> _DIRECTIVE_
Rewrite all of the records below, changing "pixel-level boxes" to "bounding boxes" wherever it occurs and leaving every other line and word unaltered.

Start

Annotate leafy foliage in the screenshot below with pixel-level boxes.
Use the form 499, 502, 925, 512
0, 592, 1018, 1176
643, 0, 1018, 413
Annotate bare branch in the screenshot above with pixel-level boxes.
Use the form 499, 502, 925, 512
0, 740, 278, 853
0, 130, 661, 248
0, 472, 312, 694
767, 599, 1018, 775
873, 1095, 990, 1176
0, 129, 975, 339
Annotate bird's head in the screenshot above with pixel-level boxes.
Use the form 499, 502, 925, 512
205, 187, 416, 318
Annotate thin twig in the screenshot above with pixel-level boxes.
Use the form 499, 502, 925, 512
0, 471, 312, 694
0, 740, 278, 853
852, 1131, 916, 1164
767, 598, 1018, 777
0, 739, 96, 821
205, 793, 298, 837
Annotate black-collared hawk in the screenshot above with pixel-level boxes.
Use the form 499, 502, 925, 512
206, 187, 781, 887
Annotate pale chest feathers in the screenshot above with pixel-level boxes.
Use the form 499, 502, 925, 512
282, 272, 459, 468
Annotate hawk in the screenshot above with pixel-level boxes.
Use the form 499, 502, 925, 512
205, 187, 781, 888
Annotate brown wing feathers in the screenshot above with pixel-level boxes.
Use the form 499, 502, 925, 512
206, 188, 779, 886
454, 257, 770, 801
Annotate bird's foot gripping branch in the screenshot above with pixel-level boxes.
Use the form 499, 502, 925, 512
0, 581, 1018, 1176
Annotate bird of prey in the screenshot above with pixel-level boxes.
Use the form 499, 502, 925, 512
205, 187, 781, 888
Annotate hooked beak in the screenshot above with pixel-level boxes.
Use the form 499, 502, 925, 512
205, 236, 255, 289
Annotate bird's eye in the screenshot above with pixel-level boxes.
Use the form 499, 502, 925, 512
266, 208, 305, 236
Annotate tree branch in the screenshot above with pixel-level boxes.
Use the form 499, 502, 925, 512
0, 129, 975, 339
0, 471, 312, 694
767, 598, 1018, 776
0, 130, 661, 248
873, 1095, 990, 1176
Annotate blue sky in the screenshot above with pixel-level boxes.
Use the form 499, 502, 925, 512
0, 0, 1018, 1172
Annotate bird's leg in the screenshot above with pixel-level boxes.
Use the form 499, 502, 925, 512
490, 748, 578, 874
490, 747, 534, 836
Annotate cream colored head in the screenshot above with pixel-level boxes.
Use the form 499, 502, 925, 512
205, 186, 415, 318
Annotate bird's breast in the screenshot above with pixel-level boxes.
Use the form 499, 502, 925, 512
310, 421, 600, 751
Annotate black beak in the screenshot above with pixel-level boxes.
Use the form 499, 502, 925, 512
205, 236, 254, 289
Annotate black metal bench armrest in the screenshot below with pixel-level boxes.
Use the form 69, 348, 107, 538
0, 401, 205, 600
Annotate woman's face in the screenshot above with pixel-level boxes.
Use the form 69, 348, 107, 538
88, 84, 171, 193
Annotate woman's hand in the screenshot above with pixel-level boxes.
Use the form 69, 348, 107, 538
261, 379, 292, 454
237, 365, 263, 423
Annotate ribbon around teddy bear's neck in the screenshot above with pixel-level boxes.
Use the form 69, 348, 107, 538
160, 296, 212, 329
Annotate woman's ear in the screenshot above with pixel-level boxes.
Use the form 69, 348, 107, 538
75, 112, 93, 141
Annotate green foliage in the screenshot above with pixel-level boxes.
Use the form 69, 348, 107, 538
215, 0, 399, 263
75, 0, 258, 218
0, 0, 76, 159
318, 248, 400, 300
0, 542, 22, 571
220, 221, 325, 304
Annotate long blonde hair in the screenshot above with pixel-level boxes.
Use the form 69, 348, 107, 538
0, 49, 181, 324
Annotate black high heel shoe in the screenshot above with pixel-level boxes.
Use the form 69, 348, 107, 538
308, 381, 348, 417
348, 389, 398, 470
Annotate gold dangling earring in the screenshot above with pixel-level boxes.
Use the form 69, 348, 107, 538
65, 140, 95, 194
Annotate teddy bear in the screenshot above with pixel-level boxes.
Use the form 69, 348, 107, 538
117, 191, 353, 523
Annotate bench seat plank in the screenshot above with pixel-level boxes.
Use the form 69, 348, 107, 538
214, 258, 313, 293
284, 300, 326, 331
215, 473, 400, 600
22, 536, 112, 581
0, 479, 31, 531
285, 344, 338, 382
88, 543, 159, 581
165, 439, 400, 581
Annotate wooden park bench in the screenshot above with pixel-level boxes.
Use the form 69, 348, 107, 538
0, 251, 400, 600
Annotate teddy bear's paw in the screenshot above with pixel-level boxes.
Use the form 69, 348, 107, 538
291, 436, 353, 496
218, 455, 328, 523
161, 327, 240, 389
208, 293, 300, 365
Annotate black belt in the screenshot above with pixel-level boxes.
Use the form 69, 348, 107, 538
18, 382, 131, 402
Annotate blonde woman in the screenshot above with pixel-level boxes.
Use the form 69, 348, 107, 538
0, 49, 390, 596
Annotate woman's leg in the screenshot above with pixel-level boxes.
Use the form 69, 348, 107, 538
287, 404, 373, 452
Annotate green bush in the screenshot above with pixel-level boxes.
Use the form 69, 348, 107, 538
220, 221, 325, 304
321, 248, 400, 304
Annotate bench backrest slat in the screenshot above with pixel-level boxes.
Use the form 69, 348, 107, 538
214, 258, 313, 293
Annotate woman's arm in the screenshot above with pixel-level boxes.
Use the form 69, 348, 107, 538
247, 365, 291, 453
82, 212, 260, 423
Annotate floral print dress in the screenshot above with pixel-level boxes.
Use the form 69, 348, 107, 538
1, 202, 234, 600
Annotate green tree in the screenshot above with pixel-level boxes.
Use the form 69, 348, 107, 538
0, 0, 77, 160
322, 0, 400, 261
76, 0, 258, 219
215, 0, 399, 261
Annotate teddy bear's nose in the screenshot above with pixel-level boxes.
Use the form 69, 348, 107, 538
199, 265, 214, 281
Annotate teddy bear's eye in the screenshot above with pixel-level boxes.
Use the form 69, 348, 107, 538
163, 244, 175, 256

End

> _REPLY_
Annotate leafy foliage in the screenshot below with bounding boxes.
Use the form 499, 502, 925, 512
0, 592, 1018, 1176
643, 0, 1018, 413
Annotate bare branch in the screenshot above with bounding boxes.
Use the form 499, 502, 925, 512
0, 740, 278, 853
0, 130, 661, 248
0, 472, 312, 694
767, 599, 1018, 775
873, 1095, 990, 1176
0, 129, 975, 339
Annotate bird's head in the screenshot above with bounding boxes.
Use the form 499, 502, 925, 512
205, 187, 416, 318
Annotate thin twig in the screenshot above with bounding boxes.
Use the form 499, 502, 925, 512
0, 471, 312, 694
0, 740, 278, 853
852, 1131, 916, 1164
767, 598, 1018, 777
0, 739, 96, 821
205, 793, 298, 837
Annotate black-collared hawk in the screenshot above with bounding boxes.
Use the form 499, 502, 925, 512
206, 187, 781, 887
Annotate pale chest feathers in the screenshot above with bounding boxes.
Use the form 499, 502, 925, 512
282, 272, 459, 468
Annotate hawk in the screenshot above with bounding boxes.
Use the form 499, 502, 925, 512
205, 187, 781, 888
Annotate brown wing feathers in the screenshot above with bounding boxes.
Use the form 499, 502, 925, 512
206, 188, 779, 886
454, 257, 770, 801
Annotate bird's foot gripping branch in the screenshot above with bounding boxes.
Use the form 499, 502, 925, 512
0, 581, 1018, 1176
Annotate bird of prey in the screenshot above with bounding boxes.
Use the form 499, 502, 925, 512
205, 187, 781, 888
Annotate hooked beak in the screenshot above with bounding boxes.
Use the form 499, 502, 925, 512
205, 236, 255, 289
Annotate bird's eye in the screenshot above with bounding boxes.
Use the form 499, 502, 925, 512
266, 208, 305, 236
Annotate tree branch in the screenshot above with bounding boxes.
Use the form 499, 502, 925, 512
0, 129, 975, 339
0, 471, 312, 694
767, 598, 1018, 776
0, 130, 661, 248
873, 1095, 990, 1176
Annotate blue sky in the screenshot above with bounding boxes.
Use the form 499, 502, 925, 512
0, 0, 1018, 1172
Annotate bird's leg in the screenshot above with bounding boxes.
Use the form 499, 502, 925, 512
490, 748, 578, 874
490, 747, 534, 836
Annotate cream colored head in the screenshot above with bounding boxes.
Use the form 499, 502, 925, 512
205, 186, 415, 318
Annotate bird's breast in the screenshot above with bounding boxes.
Use the form 499, 502, 925, 512
310, 421, 600, 751
Annotate black beak in the screenshot above with bounding boxes.
Use the form 499, 502, 925, 512
205, 236, 254, 289
Annotate black metal bench armrest in the screenshot below with bounding boxes.
Use the form 69, 348, 107, 538
0, 401, 205, 600
Annotate woman's face in the screenshot above with bounding boxes.
Use the form 69, 348, 107, 538
88, 84, 171, 193
Annotate woman's hand in the screenshot above with bounding boxes.
Use the form 69, 348, 107, 538
261, 379, 292, 454
237, 365, 263, 423
Annotate ribbon around teddy bear's neck in the screenshot above with bounding boxes.
Use the form 69, 348, 107, 538
160, 296, 212, 329
Annotate woman's ear in the screenshot above with bounding boxes.
Use the form 69, 348, 107, 538
75, 112, 93, 141
Annotate green foliage in the screenshot above with bounding boxes.
Use the form 69, 348, 107, 538
215, 0, 399, 263
75, 0, 258, 218
0, 0, 76, 159
318, 248, 400, 300
0, 542, 22, 571
220, 221, 325, 304
Annotate long blonde hair in the screenshot above with bounding boxes.
Use the form 69, 348, 107, 538
0, 49, 181, 324
Annotate black high heel shoe in the screenshot above with bounding boxes.
Use the form 69, 348, 107, 538
308, 381, 348, 417
348, 389, 398, 470
Annotate gold dangling earring in the screenshot above with bounding boxes.
Use the form 69, 348, 107, 538
65, 140, 95, 194
Annotate teddy bear in the screenshot above with bounding boxes.
Use the form 69, 348, 107, 538
117, 191, 353, 523
Annotate bench seat plank in the screenshot above with bounding boxes.
Use the form 69, 348, 107, 538
214, 258, 313, 293
284, 300, 326, 331
215, 473, 400, 600
22, 536, 112, 581
0, 479, 31, 531
285, 344, 338, 382
88, 543, 159, 581
165, 439, 400, 581
Annotate wooden park bench in the screenshot above with bounding boxes.
Use the form 69, 348, 107, 538
0, 251, 400, 600
Annotate teddy bear's paw in the screenshot above with bounding boxes.
Use the form 69, 348, 107, 538
291, 436, 353, 496
218, 455, 328, 523
161, 327, 240, 389
208, 293, 300, 365
Annotate black belt in the screenshot above with bounding boxes.
Use the form 69, 348, 107, 538
18, 382, 131, 402
Annotate blonde woman in the screenshot above with bounding boxes.
Use the form 69, 348, 107, 538
0, 49, 390, 596
Annotate woman's leg in the screenshot above with bounding boxes.
Use the form 69, 348, 107, 538
287, 404, 373, 452
Annotate green bush in the screenshot above with bounding boxes.
Use the form 69, 348, 107, 538
220, 221, 325, 304
321, 248, 400, 304
Annotate bench backrest slat in the screenshot above with bounding boxes.
Use the form 69, 348, 107, 538
214, 258, 313, 293
Annotate woman's arm in the screenshot above with bounding boxes.
Use the form 69, 348, 107, 538
247, 365, 291, 453
82, 212, 260, 423
Annotate floral print dress in the screenshot above with bounding boxes.
Use the form 69, 348, 107, 538
1, 202, 234, 600
Annotate green tree in the screenshot above with bounding boxes.
Use the form 69, 348, 107, 538
0, 0, 77, 160
322, 0, 400, 261
76, 0, 258, 219
215, 0, 399, 261
Annotate teddy bear's nose in the screenshot above with bounding boxes.
Use the form 69, 348, 107, 538
199, 265, 214, 281
Annotate teddy bear's eye in the screenshot above with bounding boxes.
Use the form 69, 348, 107, 538
163, 244, 175, 256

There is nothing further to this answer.